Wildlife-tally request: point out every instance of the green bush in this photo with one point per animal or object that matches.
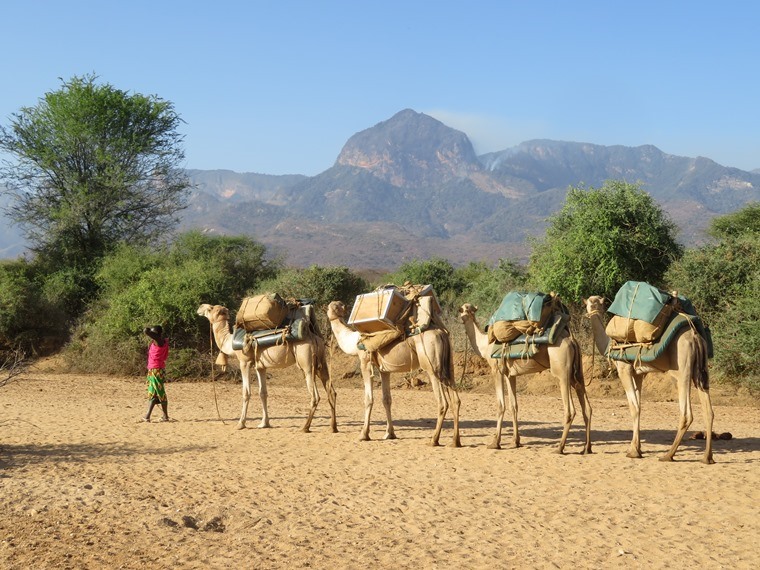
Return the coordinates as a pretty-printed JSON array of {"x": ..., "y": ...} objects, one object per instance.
[
  {"x": 142, "y": 288},
  {"x": 485, "y": 286},
  {"x": 320, "y": 284},
  {"x": 602, "y": 238},
  {"x": 30, "y": 318},
  {"x": 721, "y": 281}
]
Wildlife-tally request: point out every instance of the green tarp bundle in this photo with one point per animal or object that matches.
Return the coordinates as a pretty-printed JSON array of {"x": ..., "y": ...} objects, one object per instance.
[
  {"x": 639, "y": 300},
  {"x": 520, "y": 306}
]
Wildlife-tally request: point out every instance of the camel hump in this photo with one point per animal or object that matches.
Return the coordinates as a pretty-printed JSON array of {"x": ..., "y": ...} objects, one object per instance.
[{"x": 261, "y": 312}]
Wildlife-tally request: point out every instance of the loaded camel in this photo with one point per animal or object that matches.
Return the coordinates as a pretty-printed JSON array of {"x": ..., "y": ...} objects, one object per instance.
[
  {"x": 685, "y": 359},
  {"x": 562, "y": 359},
  {"x": 308, "y": 354},
  {"x": 429, "y": 350}
]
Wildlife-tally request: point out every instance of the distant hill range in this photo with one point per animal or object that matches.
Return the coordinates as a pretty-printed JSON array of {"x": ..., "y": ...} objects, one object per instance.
[{"x": 411, "y": 188}]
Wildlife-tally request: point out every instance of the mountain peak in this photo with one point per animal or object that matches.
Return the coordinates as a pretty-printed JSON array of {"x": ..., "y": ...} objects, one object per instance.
[{"x": 411, "y": 149}]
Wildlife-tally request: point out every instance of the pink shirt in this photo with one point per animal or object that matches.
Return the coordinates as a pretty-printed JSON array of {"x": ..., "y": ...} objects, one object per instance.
[{"x": 157, "y": 355}]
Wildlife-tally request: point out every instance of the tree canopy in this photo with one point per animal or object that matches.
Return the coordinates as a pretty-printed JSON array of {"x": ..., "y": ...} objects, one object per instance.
[
  {"x": 94, "y": 166},
  {"x": 600, "y": 239}
]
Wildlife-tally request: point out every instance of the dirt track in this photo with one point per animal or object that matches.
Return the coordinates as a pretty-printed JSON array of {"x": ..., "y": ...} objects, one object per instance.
[{"x": 86, "y": 485}]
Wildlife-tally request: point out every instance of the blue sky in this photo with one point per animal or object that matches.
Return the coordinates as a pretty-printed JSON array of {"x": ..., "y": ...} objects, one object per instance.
[{"x": 278, "y": 87}]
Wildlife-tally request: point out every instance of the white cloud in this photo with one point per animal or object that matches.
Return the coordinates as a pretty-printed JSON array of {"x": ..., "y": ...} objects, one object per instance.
[{"x": 490, "y": 133}]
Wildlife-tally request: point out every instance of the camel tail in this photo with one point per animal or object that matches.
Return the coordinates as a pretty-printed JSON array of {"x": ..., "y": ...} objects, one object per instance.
[
  {"x": 577, "y": 376},
  {"x": 700, "y": 376}
]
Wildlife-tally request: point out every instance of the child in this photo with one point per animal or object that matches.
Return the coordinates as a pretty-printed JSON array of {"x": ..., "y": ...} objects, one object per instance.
[{"x": 157, "y": 355}]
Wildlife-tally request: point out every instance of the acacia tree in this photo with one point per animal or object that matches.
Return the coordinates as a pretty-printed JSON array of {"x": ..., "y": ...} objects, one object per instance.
[
  {"x": 94, "y": 166},
  {"x": 601, "y": 238}
]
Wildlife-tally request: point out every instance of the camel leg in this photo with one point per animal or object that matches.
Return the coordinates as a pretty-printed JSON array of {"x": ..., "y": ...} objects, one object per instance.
[
  {"x": 443, "y": 406},
  {"x": 245, "y": 372},
  {"x": 261, "y": 374},
  {"x": 331, "y": 396},
  {"x": 311, "y": 387},
  {"x": 385, "y": 383},
  {"x": 456, "y": 402},
  {"x": 512, "y": 394},
  {"x": 625, "y": 372},
  {"x": 685, "y": 416},
  {"x": 585, "y": 404},
  {"x": 368, "y": 399},
  {"x": 707, "y": 413},
  {"x": 499, "y": 385},
  {"x": 569, "y": 411}
]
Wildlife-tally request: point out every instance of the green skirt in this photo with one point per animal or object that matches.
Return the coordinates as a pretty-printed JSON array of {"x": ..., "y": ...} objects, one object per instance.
[{"x": 155, "y": 384}]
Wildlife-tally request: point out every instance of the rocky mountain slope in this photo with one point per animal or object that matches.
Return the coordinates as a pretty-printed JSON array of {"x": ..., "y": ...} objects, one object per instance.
[{"x": 411, "y": 187}]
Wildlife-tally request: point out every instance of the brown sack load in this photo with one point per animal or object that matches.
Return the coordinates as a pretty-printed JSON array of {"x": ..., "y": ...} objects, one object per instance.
[
  {"x": 261, "y": 312},
  {"x": 623, "y": 329}
]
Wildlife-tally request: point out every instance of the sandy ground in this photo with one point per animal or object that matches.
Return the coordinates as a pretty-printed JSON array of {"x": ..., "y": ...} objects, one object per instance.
[{"x": 84, "y": 484}]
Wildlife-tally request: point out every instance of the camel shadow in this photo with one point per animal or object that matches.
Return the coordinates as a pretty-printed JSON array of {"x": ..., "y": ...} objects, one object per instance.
[{"x": 22, "y": 455}]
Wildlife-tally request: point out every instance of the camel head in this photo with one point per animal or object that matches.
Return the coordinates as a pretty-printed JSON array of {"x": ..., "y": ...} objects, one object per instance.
[
  {"x": 467, "y": 312},
  {"x": 595, "y": 305},
  {"x": 336, "y": 310},
  {"x": 214, "y": 313}
]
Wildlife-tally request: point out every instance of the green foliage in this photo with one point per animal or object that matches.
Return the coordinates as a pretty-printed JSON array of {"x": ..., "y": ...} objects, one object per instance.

============================================================

### Cosa fare
Riscrivi per intero il tratto che va dalla riga contenente "the camel head" fino alla fine dell'elenco, estremi inclusi e senza omettere alcuna riga. Moltiplica per 2,25 soltanto le coordinate x e y delle risposte e arrotonda ogni risultato all'intero più vicino, portando le metà all'intero superiore.

### Soluzione
Wildlife-tally request: point out every instance of the camel head in this photo with one point per animal or object that matches.
Return the coordinates as a pretty-printed JSON array of {"x": ..., "y": ...} objects, one object per instance.
[
  {"x": 1051, "y": 702},
  {"x": 1339, "y": 686},
  {"x": 756, "y": 698},
  {"x": 482, "y": 704}
]
Wildlife-tally request: point out every instance of the green foliage in this photo with one point per animal or object that matches.
Return the coordinates as a pretty-printed JSON array of {"x": ..., "y": ...} objects, one object per instance.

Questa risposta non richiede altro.